*Task statement*. All of the records listed below should be retyped exactly.

..........

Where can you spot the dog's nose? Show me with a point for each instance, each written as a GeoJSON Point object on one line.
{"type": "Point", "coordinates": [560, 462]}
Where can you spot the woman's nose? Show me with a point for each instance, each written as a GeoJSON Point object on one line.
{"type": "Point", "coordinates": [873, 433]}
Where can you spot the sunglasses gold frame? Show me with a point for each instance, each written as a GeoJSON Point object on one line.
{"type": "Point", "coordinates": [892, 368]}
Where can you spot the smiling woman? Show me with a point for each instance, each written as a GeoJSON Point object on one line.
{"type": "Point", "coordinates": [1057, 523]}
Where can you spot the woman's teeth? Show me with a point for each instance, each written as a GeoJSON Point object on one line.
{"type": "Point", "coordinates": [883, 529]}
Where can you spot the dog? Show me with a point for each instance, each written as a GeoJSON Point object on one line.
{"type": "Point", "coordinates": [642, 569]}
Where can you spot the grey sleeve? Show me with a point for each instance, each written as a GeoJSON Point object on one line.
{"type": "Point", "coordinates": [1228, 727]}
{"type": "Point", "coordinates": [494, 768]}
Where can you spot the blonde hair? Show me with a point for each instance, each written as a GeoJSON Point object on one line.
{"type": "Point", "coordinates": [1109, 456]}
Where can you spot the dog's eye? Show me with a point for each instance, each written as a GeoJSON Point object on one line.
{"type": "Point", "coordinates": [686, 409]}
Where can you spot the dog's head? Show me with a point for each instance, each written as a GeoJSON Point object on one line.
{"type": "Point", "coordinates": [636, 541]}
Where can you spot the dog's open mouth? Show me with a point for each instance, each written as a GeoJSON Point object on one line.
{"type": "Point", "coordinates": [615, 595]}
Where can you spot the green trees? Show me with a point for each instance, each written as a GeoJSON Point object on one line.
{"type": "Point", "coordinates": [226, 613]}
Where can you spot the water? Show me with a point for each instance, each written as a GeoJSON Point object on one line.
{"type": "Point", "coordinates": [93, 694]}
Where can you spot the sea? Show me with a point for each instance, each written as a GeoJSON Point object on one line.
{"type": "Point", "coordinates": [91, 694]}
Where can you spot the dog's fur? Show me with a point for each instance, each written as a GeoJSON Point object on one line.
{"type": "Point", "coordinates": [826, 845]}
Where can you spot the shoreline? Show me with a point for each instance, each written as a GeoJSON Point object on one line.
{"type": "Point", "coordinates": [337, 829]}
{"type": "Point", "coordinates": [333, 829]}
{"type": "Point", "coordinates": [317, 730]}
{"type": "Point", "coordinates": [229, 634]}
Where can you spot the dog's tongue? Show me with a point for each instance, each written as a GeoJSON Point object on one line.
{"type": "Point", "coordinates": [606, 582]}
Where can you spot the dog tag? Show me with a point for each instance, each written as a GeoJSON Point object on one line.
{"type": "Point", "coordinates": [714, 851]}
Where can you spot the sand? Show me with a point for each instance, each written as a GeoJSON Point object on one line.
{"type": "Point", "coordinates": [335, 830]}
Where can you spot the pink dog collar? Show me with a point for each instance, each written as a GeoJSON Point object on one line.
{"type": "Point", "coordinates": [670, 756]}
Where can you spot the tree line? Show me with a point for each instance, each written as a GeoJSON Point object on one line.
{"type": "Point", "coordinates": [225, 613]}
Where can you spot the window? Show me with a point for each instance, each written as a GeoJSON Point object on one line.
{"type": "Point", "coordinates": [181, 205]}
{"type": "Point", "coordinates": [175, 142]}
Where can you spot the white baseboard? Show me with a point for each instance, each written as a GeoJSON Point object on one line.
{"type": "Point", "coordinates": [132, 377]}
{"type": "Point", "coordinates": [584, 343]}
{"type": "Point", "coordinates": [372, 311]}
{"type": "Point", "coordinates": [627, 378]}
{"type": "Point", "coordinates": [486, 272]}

..........

*Exercise output*.
Where can you spot the dog's nose? Show me with a point for each instance, each written as a GeoJSON Point object on one line.
{"type": "Point", "coordinates": [560, 462]}
Where can you spot the woman's nose? Show me with a point for each instance, each written as a GeoJSON Point object on one line.
{"type": "Point", "coordinates": [873, 433]}
Where can you spot the sunglasses gold frame? Show me with a point for each instance, each written as a GeoJSON Point object on one line.
{"type": "Point", "coordinates": [892, 368]}
Where can you spot the smiling woman? Show me with a point for each instance, each written as a GeoJSON Point object on one line.
{"type": "Point", "coordinates": [1057, 523]}
Where can you spot the woman's teeth? Show me with a point for each instance, each written as a GeoJSON Point object on one line.
{"type": "Point", "coordinates": [883, 529]}
Where can you spot the dog? Show me with a point for each instance, each written as a GeoJSON Point object on one line.
{"type": "Point", "coordinates": [642, 569]}
Where can you spot the grey sleeve? Show me with a point for each instance, each written as a GeoJSON Point object on one line.
{"type": "Point", "coordinates": [1228, 727]}
{"type": "Point", "coordinates": [494, 768]}
Where can you spot the blonde hair? Show me with a point for each instance, each written as a GeoJSON Point object on one line.
{"type": "Point", "coordinates": [1109, 456]}
Where can you spot the dog's eye? Show me with a point for each instance, each written as a GeoJSON Point object on one line.
{"type": "Point", "coordinates": [686, 409]}
Where can you spot the dog's head? Show me with a point for each instance, each written as a GeoJSON Point object on one line.
{"type": "Point", "coordinates": [636, 541]}
Where can you spot the dog's open mouth? Show me with a point for each instance, each written as a GeoJSON Point object on one line.
{"type": "Point", "coordinates": [615, 595]}
Where can you spot the green trees? Show me with a point for each instance, each written as a GeoJSON Point object on one line.
{"type": "Point", "coordinates": [226, 613]}
Where can you spot the water? Show me with a point for each instance, each written as a GeoJSON Point object on one line.
{"type": "Point", "coordinates": [93, 694]}
Where can you spot the sea? Show me with a point for each instance, each written as a GeoJSON Point object on one line.
{"type": "Point", "coordinates": [91, 694]}
Where can you spot the dog's fur? Show me with a point for each instance, each written as a GeoJSON Point object on one line.
{"type": "Point", "coordinates": [826, 845]}
Where can you spot the shoreline? Show me with a point for each instance, each written as a GeoJSON Point object on one line.
{"type": "Point", "coordinates": [337, 829]}
{"type": "Point", "coordinates": [333, 829]}
{"type": "Point", "coordinates": [317, 730]}
{"type": "Point", "coordinates": [229, 634]}
Where can you spot the dog's tongue? Show me with a point for each instance, each written as a GeoJSON Point object on one line.
{"type": "Point", "coordinates": [606, 582]}
Where can you spot the dog tag? Show me with a point for each instance, each written as a GeoJSON Point object on one line.
{"type": "Point", "coordinates": [714, 851]}
Where can you spot the sand? Show me with a point for each instance, each written as a GeoJSON Point object on one line.
{"type": "Point", "coordinates": [335, 830]}
Where can you spot the pink dog collar? Show me with a point for each instance, each written as a GeoJSON Point object on one line.
{"type": "Point", "coordinates": [670, 756]}
Where can you spot the tree line? Show me with a point for each instance, each written as a GeoJSON Point object on one line.
{"type": "Point", "coordinates": [225, 613]}
Where can you spot the window? Show me with a point for each instance, each written as a GeoJSON Point object on one line.
{"type": "Point", "coordinates": [181, 205]}
{"type": "Point", "coordinates": [175, 142]}
Where can you spot the white baseboard? Show me with a point for each instance, each written as a GeoJSON Point object on one line.
{"type": "Point", "coordinates": [132, 377]}
{"type": "Point", "coordinates": [584, 343]}
{"type": "Point", "coordinates": [372, 311]}
{"type": "Point", "coordinates": [627, 378]}
{"type": "Point", "coordinates": [486, 272]}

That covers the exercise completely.